• [What is expected] Format everything from the start of the items down to the line containing "(1124, 416)" as a Markdown table with the columns Row and Item line. Number each row, and leave out blank lines.

+++ Supplied data

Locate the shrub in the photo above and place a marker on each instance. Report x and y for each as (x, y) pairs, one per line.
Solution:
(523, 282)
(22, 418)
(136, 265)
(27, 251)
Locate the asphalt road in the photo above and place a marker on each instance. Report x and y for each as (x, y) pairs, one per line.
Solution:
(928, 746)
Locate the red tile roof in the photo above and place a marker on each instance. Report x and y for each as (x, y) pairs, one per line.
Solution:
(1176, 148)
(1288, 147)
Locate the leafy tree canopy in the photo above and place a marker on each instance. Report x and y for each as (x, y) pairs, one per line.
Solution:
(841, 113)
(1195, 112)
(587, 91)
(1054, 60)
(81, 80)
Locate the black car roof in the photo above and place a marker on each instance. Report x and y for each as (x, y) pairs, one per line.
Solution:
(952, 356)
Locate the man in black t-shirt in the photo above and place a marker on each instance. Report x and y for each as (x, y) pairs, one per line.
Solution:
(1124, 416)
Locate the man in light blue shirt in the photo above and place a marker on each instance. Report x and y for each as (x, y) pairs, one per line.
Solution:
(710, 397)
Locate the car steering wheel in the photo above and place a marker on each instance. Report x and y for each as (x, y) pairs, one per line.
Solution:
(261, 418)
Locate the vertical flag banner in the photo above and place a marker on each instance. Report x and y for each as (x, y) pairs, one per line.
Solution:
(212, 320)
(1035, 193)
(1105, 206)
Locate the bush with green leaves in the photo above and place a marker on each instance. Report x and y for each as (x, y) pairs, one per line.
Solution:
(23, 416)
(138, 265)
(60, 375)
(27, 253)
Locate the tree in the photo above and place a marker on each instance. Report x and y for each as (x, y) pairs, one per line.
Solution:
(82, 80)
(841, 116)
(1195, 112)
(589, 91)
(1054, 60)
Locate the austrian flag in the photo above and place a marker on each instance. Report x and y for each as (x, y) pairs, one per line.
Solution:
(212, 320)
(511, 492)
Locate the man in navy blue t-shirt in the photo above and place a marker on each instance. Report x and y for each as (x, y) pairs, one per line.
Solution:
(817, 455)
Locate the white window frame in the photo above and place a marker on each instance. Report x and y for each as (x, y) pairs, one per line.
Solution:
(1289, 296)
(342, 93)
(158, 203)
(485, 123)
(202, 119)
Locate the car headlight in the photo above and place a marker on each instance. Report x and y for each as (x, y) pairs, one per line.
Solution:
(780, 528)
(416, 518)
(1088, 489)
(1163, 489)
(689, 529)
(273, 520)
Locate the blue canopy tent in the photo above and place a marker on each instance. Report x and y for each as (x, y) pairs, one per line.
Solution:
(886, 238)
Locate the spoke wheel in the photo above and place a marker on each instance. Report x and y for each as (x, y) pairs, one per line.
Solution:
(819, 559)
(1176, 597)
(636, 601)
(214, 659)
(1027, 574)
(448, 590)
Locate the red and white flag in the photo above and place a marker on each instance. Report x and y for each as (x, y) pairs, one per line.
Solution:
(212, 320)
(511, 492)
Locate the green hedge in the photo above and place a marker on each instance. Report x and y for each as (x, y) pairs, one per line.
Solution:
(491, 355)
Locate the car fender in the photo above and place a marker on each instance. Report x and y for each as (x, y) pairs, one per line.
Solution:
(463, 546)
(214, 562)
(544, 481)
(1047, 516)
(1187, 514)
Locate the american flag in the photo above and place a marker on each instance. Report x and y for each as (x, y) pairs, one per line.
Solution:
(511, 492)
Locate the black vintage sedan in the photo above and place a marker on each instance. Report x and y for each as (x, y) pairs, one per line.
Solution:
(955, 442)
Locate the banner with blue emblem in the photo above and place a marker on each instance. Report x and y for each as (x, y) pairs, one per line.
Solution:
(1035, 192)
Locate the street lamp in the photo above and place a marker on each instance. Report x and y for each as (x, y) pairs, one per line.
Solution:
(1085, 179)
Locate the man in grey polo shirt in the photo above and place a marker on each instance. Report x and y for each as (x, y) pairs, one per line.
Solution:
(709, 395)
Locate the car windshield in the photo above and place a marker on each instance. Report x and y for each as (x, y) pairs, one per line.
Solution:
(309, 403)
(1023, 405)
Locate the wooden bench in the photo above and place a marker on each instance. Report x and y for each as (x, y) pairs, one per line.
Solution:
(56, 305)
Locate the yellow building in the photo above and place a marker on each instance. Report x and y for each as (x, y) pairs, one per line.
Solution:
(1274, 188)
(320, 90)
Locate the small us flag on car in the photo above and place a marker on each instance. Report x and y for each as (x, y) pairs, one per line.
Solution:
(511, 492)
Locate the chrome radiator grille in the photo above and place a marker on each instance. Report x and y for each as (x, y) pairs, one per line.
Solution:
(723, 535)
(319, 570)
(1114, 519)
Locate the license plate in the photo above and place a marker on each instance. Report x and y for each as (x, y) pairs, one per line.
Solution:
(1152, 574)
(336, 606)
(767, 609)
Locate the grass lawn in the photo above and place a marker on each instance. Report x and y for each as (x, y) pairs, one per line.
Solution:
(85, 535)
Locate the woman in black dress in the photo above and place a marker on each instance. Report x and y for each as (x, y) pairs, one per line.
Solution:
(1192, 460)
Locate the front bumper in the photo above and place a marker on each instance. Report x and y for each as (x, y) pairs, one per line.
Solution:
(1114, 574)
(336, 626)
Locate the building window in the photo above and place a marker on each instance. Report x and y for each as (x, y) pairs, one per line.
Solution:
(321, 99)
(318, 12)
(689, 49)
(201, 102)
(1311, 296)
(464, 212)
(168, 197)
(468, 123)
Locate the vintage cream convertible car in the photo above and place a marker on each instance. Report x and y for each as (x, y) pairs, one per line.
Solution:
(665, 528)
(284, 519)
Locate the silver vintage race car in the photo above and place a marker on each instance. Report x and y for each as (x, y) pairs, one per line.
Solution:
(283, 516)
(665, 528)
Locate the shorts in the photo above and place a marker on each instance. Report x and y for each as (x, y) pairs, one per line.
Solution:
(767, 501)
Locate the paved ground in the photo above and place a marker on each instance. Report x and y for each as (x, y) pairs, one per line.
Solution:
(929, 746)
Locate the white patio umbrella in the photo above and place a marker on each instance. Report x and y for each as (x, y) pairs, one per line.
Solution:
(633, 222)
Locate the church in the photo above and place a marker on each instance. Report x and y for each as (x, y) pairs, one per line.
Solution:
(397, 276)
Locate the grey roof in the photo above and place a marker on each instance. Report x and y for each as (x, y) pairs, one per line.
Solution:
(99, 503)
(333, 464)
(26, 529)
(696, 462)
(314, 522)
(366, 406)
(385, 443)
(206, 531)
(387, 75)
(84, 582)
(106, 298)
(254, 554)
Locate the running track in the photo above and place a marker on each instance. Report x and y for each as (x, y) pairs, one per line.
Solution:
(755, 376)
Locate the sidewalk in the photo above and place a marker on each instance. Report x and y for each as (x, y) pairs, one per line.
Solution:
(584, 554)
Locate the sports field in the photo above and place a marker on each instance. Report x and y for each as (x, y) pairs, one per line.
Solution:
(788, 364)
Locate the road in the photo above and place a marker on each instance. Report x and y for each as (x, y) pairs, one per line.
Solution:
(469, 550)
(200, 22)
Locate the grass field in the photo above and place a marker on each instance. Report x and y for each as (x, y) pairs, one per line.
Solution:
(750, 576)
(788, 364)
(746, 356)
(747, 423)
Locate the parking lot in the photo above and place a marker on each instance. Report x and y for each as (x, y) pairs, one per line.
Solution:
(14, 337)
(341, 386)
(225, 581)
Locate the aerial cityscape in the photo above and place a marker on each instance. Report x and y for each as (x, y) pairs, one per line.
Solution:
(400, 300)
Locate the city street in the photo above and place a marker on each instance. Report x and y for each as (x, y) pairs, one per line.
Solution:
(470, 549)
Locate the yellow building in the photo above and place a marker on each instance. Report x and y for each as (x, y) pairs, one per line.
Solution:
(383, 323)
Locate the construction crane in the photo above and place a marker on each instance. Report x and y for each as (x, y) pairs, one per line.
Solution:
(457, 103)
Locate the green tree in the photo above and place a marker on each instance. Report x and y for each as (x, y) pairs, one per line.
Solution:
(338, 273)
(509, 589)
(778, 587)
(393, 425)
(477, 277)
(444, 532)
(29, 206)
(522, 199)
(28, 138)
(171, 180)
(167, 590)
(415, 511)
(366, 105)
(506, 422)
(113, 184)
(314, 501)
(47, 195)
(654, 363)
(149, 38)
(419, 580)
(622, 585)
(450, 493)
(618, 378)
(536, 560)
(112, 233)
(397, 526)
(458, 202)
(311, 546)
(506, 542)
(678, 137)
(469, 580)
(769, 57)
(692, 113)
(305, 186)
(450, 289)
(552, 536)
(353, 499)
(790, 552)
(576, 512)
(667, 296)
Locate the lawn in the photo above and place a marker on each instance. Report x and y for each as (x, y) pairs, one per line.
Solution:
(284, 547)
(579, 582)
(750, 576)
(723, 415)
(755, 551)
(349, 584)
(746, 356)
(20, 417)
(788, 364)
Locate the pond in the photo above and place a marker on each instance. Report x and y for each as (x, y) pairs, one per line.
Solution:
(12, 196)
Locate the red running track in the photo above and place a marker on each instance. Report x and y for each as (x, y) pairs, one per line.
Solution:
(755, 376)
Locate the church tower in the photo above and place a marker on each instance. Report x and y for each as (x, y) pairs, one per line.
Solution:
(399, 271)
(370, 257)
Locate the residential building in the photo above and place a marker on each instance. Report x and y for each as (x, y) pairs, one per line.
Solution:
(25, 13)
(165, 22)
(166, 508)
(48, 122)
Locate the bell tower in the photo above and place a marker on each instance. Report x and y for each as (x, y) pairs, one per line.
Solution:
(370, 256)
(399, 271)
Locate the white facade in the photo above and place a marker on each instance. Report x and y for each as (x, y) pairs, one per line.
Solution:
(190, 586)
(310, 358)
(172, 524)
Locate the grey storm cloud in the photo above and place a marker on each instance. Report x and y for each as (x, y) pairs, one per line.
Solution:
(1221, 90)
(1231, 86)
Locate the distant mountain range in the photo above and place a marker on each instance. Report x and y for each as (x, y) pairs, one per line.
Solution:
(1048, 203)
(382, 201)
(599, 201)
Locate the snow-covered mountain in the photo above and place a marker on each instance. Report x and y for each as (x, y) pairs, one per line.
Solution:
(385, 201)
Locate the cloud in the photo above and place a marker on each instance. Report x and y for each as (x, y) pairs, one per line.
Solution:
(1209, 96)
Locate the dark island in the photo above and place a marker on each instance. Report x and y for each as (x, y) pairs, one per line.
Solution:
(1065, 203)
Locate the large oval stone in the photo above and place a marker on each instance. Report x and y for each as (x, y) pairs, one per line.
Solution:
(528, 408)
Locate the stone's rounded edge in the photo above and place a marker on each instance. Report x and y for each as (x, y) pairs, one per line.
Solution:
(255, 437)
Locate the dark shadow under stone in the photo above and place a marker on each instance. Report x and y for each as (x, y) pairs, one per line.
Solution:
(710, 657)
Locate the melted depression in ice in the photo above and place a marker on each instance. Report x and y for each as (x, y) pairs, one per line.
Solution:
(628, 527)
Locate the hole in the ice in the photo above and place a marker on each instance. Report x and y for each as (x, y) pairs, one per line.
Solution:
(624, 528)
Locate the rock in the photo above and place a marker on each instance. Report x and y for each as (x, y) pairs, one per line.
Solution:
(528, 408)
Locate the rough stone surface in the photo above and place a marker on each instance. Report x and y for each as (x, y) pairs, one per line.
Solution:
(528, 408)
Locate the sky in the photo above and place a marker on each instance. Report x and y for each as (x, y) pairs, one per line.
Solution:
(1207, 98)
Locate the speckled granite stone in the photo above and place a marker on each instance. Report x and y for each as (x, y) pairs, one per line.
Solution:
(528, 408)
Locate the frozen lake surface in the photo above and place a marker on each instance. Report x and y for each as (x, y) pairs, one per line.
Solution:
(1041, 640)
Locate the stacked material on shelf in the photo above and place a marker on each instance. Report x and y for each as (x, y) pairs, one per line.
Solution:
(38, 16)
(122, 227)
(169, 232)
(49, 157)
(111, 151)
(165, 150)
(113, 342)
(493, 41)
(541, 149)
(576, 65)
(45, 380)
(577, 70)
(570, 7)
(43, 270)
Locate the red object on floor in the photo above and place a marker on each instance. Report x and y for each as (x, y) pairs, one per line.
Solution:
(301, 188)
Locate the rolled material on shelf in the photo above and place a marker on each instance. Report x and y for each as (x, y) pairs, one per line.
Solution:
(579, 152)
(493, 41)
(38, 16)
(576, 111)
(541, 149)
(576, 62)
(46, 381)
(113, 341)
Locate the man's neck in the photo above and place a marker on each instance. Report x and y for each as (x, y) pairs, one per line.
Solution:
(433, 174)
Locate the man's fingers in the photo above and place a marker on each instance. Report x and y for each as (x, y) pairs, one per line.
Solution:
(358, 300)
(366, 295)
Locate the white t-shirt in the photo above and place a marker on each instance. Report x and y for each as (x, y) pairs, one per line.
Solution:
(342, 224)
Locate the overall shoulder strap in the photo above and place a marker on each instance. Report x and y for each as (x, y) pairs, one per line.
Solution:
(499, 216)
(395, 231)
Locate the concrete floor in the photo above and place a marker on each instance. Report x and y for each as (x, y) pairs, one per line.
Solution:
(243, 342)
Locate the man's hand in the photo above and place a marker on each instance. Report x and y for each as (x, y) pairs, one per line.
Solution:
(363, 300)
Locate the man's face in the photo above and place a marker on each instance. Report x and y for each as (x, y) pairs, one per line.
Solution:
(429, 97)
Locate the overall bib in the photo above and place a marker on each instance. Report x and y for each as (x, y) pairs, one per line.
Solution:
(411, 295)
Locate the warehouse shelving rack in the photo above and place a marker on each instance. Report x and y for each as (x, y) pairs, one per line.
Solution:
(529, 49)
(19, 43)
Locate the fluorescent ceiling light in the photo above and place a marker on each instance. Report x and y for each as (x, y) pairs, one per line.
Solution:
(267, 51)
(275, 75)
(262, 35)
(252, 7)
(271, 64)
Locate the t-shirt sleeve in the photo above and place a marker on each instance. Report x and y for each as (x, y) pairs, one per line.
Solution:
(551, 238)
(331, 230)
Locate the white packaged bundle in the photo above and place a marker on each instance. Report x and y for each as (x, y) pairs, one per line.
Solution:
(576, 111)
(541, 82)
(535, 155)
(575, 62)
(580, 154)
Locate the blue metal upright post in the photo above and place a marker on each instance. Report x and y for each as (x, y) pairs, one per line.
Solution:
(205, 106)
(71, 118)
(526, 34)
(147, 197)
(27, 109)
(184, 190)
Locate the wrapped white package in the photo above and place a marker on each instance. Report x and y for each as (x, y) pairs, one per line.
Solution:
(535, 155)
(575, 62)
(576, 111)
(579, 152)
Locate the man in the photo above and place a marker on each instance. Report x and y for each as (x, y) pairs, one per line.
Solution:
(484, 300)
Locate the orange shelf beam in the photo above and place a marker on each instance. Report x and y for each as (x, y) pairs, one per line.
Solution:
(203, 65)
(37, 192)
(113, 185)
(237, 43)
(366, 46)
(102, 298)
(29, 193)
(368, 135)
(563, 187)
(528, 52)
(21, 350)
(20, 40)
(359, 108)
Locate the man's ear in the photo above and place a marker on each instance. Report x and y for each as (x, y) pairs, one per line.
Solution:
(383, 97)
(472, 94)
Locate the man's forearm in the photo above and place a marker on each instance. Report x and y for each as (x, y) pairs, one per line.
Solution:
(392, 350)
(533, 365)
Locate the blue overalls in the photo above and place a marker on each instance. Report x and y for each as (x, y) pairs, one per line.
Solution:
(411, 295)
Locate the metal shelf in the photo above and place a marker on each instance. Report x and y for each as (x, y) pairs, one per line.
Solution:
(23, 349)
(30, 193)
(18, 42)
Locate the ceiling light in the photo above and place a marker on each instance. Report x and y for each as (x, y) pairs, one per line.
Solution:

++++++

• [Exercise solution]
| Row | Item line |
|---|---|
| 1 | Locate the shrub in the photo above and place a marker on each instance. Report x and y for each as (x, y) pairs, one per line. |
| 2 | Solution: |
| 3 | (523, 282) |
| 4 | (22, 418) |
| 5 | (136, 265) |
| 6 | (27, 251) |
| 7 | Locate the asphalt road in the photo above and place a marker on each instance. Report x and y for each as (x, y) pairs, one per line. |
| 8 | Solution: |
| 9 | (928, 746) |
| 10 | Locate the red tile roof in the photo above and place a marker on each instance. Report x and y for each as (x, y) pairs, one per line. |
| 11 | Solution: |
| 12 | (1176, 148) |
| 13 | (1288, 147) |
| 14 | Locate the leafy tree canopy in the photo above and place a marker on each instance. Report x and y for each as (x, y) pairs, one per line. |
| 15 | Solution: |
| 16 | (841, 113) |
| 17 | (1195, 112) |
| 18 | (587, 91) |
| 19 | (1054, 60) |
| 20 | (81, 80) |
| 21 | Locate the black car roof in the photo above and place a marker on each instance. Report x and y for each as (x, y) pairs, one per line. |
| 22 | Solution: |
| 23 | (952, 356) |
| 24 | Locate the man in black t-shirt in the photo above and place a marker on each instance. Report x and y for each as (x, y) pairs, one per line. |
| 25 | Solution: |
| 26 | (1124, 416) |